>> Begin

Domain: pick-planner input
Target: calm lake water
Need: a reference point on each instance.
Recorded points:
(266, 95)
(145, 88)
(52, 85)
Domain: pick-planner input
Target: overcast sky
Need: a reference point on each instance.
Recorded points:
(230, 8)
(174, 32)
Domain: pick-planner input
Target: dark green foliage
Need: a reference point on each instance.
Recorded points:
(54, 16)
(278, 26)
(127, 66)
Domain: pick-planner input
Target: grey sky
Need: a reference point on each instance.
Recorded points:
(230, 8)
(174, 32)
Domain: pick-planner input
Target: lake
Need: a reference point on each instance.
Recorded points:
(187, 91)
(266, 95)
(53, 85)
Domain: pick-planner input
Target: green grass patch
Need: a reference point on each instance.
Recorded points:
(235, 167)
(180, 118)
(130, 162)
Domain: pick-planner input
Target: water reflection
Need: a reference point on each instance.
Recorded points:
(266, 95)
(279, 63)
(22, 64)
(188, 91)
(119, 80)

>> End

Problem details.
Reproduce every one of the records above line for line, with no changes.

Solution to the exercise.
Domain: pick-planner input
Target: calm lake water
Need: a reference point on each instance.
Recorded points:
(266, 95)
(145, 88)
(52, 85)
Domain: pick-planner input
Target: overcast sky
Need: a reference point on each instance.
Recorded points:
(230, 8)
(174, 32)
Domain: pick-planner input
Target: dark green foliage
Need: a reference point on each instance.
Recorded points:
(54, 16)
(278, 26)
(127, 66)
Domain: pick-planner input
Target: grey sky
Need: a reference point on each instance.
Recorded points:
(230, 8)
(174, 32)
Domain: pick-planner input
Target: lake
Need: a reference point on each instance.
Recorded points:
(187, 91)
(266, 95)
(53, 85)
Domain: pick-planner input
Target: green grass patch
Need: a reference point on each instance.
Recorded points:
(235, 167)
(180, 118)
(130, 162)
Domain: pick-planner input
Target: water reflection
Need: a reference point on each instance.
Recorded points:
(266, 95)
(279, 63)
(22, 64)
(188, 91)
(119, 80)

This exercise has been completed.